[[ Data supplied, beginning ]]

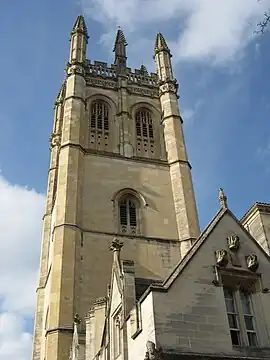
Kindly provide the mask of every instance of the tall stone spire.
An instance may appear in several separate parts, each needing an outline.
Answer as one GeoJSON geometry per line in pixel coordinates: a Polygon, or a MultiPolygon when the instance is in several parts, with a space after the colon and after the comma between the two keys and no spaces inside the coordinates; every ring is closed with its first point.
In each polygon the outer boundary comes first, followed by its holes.
{"type": "Polygon", "coordinates": [[[164,139],[170,166],[181,256],[199,236],[199,220],[188,161],[182,118],[178,107],[178,84],[173,77],[171,52],[161,33],[157,34],[154,57],[159,78],[164,139]]]}
{"type": "Polygon", "coordinates": [[[127,66],[127,55],[126,55],[126,38],[122,29],[117,30],[116,39],[113,51],[115,53],[114,64],[119,68],[123,69],[127,66]]]}
{"type": "Polygon", "coordinates": [[[86,58],[86,47],[88,43],[88,31],[84,17],[79,15],[75,21],[70,34],[70,56],[69,63],[83,63],[86,58]]]}

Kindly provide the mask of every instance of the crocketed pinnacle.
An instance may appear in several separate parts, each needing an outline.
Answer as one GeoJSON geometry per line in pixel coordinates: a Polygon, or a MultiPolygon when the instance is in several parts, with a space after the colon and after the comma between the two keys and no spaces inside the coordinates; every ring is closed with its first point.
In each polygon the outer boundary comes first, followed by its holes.
{"type": "MultiPolygon", "coordinates": [[[[117,52],[117,50],[120,49],[119,45],[124,45],[124,47],[127,46],[127,41],[126,41],[125,35],[123,33],[123,30],[120,28],[117,30],[116,39],[115,39],[115,43],[114,43],[113,51],[115,53],[117,52]]],[[[118,55],[125,56],[125,54],[118,54],[118,55]]]]}
{"type": "Polygon", "coordinates": [[[228,208],[227,196],[225,195],[224,190],[222,188],[219,189],[218,199],[219,199],[220,207],[222,209],[227,209],[228,208]]]}
{"type": "Polygon", "coordinates": [[[125,68],[127,62],[126,56],[126,38],[122,29],[117,30],[116,39],[114,43],[113,51],[115,53],[115,61],[114,64],[118,66],[118,68],[125,68]]]}
{"type": "Polygon", "coordinates": [[[77,17],[75,24],[73,26],[71,34],[75,34],[75,33],[81,33],[81,34],[85,35],[87,38],[89,37],[87,27],[85,24],[85,20],[82,15],[79,15],[77,17]]]}
{"type": "Polygon", "coordinates": [[[160,51],[167,51],[168,53],[170,53],[170,49],[166,43],[166,40],[164,39],[164,36],[160,32],[157,34],[154,51],[155,51],[155,54],[160,51]]]}
{"type": "Polygon", "coordinates": [[[61,89],[57,95],[57,98],[56,98],[56,104],[59,104],[61,103],[62,101],[64,101],[65,99],[65,96],[66,96],[66,80],[63,82],[62,86],[61,86],[61,89]]]}

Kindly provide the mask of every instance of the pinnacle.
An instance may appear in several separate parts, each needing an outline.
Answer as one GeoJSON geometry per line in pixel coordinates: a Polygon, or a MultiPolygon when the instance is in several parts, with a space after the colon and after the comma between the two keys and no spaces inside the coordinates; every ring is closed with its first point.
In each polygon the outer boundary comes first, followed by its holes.
{"type": "Polygon", "coordinates": [[[75,24],[72,29],[72,34],[74,34],[76,32],[80,32],[88,38],[88,31],[87,31],[87,27],[86,27],[83,15],[79,15],[75,21],[75,24]]]}
{"type": "Polygon", "coordinates": [[[126,38],[125,38],[125,35],[124,35],[124,32],[121,28],[119,28],[117,30],[117,34],[116,34],[116,39],[115,39],[115,44],[114,44],[114,48],[113,48],[113,51],[115,52],[116,51],[116,48],[117,48],[117,45],[118,44],[123,44],[124,46],[127,45],[127,41],[126,41],[126,38]]]}
{"type": "Polygon", "coordinates": [[[66,80],[63,82],[61,89],[57,95],[56,103],[60,103],[65,99],[66,96],[66,80]]]}
{"type": "Polygon", "coordinates": [[[220,207],[223,209],[227,209],[228,208],[227,196],[225,195],[225,192],[222,188],[219,189],[218,199],[219,199],[220,207]]]}
{"type": "Polygon", "coordinates": [[[157,34],[156,38],[156,44],[155,44],[155,54],[159,51],[167,51],[170,52],[170,49],[166,43],[166,40],[164,36],[159,32],[157,34]]]}

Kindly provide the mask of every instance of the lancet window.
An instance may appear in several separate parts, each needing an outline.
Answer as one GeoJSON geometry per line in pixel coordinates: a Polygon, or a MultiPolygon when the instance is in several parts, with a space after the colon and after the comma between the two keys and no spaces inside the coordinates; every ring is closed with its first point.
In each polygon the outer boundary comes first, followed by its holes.
{"type": "Polygon", "coordinates": [[[108,150],[109,146],[109,107],[97,100],[90,108],[90,148],[108,150]]]}
{"type": "Polygon", "coordinates": [[[119,201],[119,225],[121,233],[138,233],[138,211],[138,201],[135,197],[126,196],[119,201]]]}
{"type": "Polygon", "coordinates": [[[137,110],[135,114],[135,122],[137,155],[154,157],[155,143],[151,111],[146,108],[141,108],[137,110]]]}

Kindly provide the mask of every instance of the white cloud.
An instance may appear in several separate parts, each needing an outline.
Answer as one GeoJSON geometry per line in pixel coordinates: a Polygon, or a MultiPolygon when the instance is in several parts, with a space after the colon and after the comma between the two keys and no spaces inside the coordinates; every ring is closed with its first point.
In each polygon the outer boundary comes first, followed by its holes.
{"type": "Polygon", "coordinates": [[[270,140],[269,142],[266,144],[265,147],[260,146],[257,149],[257,155],[259,156],[260,159],[264,160],[268,160],[269,156],[270,156],[270,140]]]}
{"type": "Polygon", "coordinates": [[[0,175],[0,358],[30,358],[44,196],[0,175]]]}
{"type": "MultiPolygon", "coordinates": [[[[270,7],[270,0],[82,0],[89,17],[108,31],[121,25],[126,32],[146,26],[156,31],[168,27],[168,38],[177,60],[211,60],[223,63],[241,55],[253,30],[270,7]],[[169,27],[175,24],[175,30],[169,27]]],[[[138,35],[138,37],[141,34],[138,35]]],[[[147,37],[147,32],[145,33],[147,37]]],[[[138,40],[138,39],[137,39],[138,40]]]]}
{"type": "Polygon", "coordinates": [[[0,314],[0,359],[30,359],[31,344],[32,336],[23,330],[22,317],[0,314]]]}
{"type": "Polygon", "coordinates": [[[187,107],[183,109],[182,118],[185,121],[185,124],[192,125],[194,123],[195,117],[198,114],[203,103],[204,100],[199,99],[195,102],[193,107],[187,107]]]}

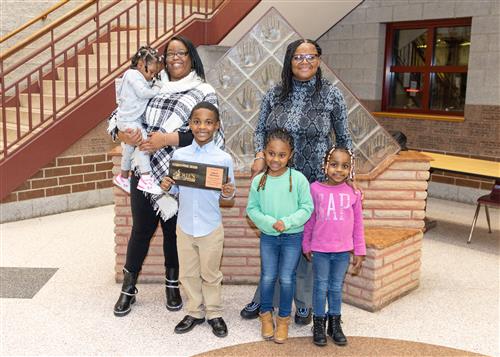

[[ Data supplied, end ]]

## Directions
With the pictures excluded, restate the material exactly as it stands.

## Reply to the task
Kindly provide the mask of every instance of the tall stone spire.
An instance may appear in several separate parts, each needing an outline.
Answer as one GeoJSON geometry per line in pixel coordinates: a Polygon, or a MultiPolygon when the instance is in several parts, with a space after the colon and after the comma between the two keys and no spaces inside the coordinates; every ring is closed with its first point.
In each polygon the outer boundary comes first, followed by its holes.
{"type": "Polygon", "coordinates": [[[164,139],[170,166],[181,256],[199,236],[199,220],[188,161],[182,118],[178,107],[178,84],[173,77],[171,52],[161,33],[157,34],[154,57],[159,78],[164,139]]]}
{"type": "Polygon", "coordinates": [[[127,66],[127,55],[126,55],[126,38],[122,29],[117,30],[116,39],[113,51],[115,53],[114,64],[119,68],[123,69],[127,66]]]}
{"type": "Polygon", "coordinates": [[[86,58],[86,47],[88,43],[88,31],[84,17],[79,15],[75,21],[70,34],[70,56],[69,63],[83,63],[86,58]]]}

Kindly provide the mask of every instance of the crocketed pinnacle.
An instance may appear in several separate parts, each needing an outline.
Answer as one GeoJSON geometry per line in pixel coordinates: a Polygon, or a MultiPolygon when the instance is in several parts, with a space after the colon and after the comma between the two keys and no spaces inside the coordinates; every ring is closed with its first point.
In each polygon the outer boundary comes first, followed by its holes.
{"type": "MultiPolygon", "coordinates": [[[[117,52],[117,50],[120,49],[119,45],[124,45],[124,47],[127,46],[127,41],[126,41],[125,35],[123,33],[123,30],[120,28],[117,30],[116,39],[115,39],[115,43],[114,43],[113,51],[115,53],[117,52]]],[[[118,55],[125,56],[125,54],[118,54],[118,55]]]]}
{"type": "Polygon", "coordinates": [[[228,208],[227,196],[225,195],[224,190],[222,188],[219,189],[218,199],[219,199],[220,207],[222,209],[227,209],[228,208]]]}
{"type": "Polygon", "coordinates": [[[125,68],[127,62],[126,56],[126,38],[122,29],[117,30],[116,39],[114,43],[113,51],[115,53],[115,61],[114,64],[118,66],[118,68],[125,68]]]}
{"type": "Polygon", "coordinates": [[[77,17],[75,24],[73,26],[71,34],[75,34],[75,33],[81,33],[81,34],[85,35],[87,38],[89,37],[87,27],[85,24],[85,20],[82,15],[79,15],[77,17]]]}
{"type": "Polygon", "coordinates": [[[160,51],[167,51],[168,53],[170,53],[170,49],[166,43],[166,40],[164,39],[164,36],[160,32],[157,34],[154,51],[155,51],[155,54],[160,51]]]}
{"type": "Polygon", "coordinates": [[[61,89],[57,95],[57,98],[56,98],[56,104],[59,104],[61,103],[62,101],[64,101],[65,99],[65,96],[66,96],[66,80],[63,82],[62,86],[61,86],[61,89]]]}

Kindly provide the mask of every instance of the pinnacle.
An instance may appear in several separate parts, each needing an outline.
Answer as one GeoJSON geometry per line in pixel coordinates: a Polygon, or a MultiPolygon when the instance is in several parts, with a space after the colon and after the comma between the two keys and no spaces inside the coordinates; every ring is closed with its first point.
In each polygon the outer boundary comes first, followed by its holes.
{"type": "Polygon", "coordinates": [[[75,24],[72,29],[72,34],[74,34],[76,32],[80,32],[88,38],[88,31],[87,31],[87,27],[86,27],[83,15],[79,15],[75,21],[75,24]]]}
{"type": "Polygon", "coordinates": [[[126,38],[125,38],[125,35],[124,35],[124,32],[121,28],[119,28],[117,30],[117,34],[116,34],[116,39],[115,39],[115,44],[114,44],[114,48],[113,48],[113,51],[115,52],[116,51],[116,48],[117,48],[117,45],[118,44],[123,44],[124,46],[127,45],[127,41],[126,41],[126,38]]]}
{"type": "Polygon", "coordinates": [[[66,80],[63,82],[61,89],[57,95],[56,103],[60,103],[65,99],[66,96],[66,80]]]}
{"type": "Polygon", "coordinates": [[[220,207],[223,209],[227,209],[228,208],[227,196],[225,195],[225,192],[222,188],[219,189],[218,199],[219,199],[220,207]]]}
{"type": "Polygon", "coordinates": [[[157,34],[156,38],[156,44],[155,44],[155,54],[159,51],[167,51],[170,52],[170,49],[166,43],[166,40],[164,36],[159,32],[157,34]]]}

Kindly provide the mask of every instance of the lancet window.
An instance may appear in several separate parts, each needing an outline.
Answer as one GeoJSON geometry per line in pixel coordinates: a Polygon, or a MultiPolygon when the instance is in several parts, with a space after the colon and after the comma between the two keys and no spaces inside the coordinates; every ring is closed with its first point.
In each polygon the outer boundary comes first, followed by its holes.
{"type": "Polygon", "coordinates": [[[108,150],[109,146],[109,107],[97,100],[90,108],[90,148],[108,150]]]}
{"type": "Polygon", "coordinates": [[[119,201],[119,225],[121,233],[138,233],[138,211],[138,201],[135,197],[126,196],[119,201]]]}
{"type": "Polygon", "coordinates": [[[137,110],[135,114],[135,122],[137,155],[154,157],[155,143],[151,111],[146,108],[141,108],[137,110]]]}

Kindly provide the mask of every instance of the white cloud.
An instance may appear in several separate parts, each needing an outline.
Answer as one GeoJSON geometry per line in pixel coordinates: a Polygon, or a MultiPolygon when the instance is in several parts, with a space after the colon and after the comma between the two keys and no spaces inside the coordinates; every ring is closed with its first point.
In each polygon the outer boundary comes first, followed by its holes.
{"type": "Polygon", "coordinates": [[[270,140],[269,142],[266,144],[265,147],[260,146],[257,149],[257,155],[259,156],[260,159],[264,160],[268,160],[269,156],[270,156],[270,140]]]}
{"type": "Polygon", "coordinates": [[[0,175],[0,358],[30,358],[44,196],[0,175]]]}
{"type": "MultiPolygon", "coordinates": [[[[270,7],[270,0],[82,0],[89,17],[108,31],[121,25],[126,32],[146,26],[156,31],[168,27],[168,38],[177,60],[211,60],[223,63],[241,55],[253,30],[270,7]],[[169,27],[175,24],[175,30],[169,27]]],[[[138,35],[138,37],[141,34],[138,35]]],[[[147,37],[147,32],[145,33],[147,37]]],[[[138,40],[138,39],[137,39],[138,40]]]]}
{"type": "Polygon", "coordinates": [[[0,314],[0,359],[30,359],[31,344],[32,336],[23,330],[22,317],[0,314]]]}
{"type": "Polygon", "coordinates": [[[187,107],[183,109],[182,118],[185,121],[185,124],[192,125],[194,123],[195,117],[198,114],[203,103],[204,100],[199,99],[195,102],[193,107],[187,107]]]}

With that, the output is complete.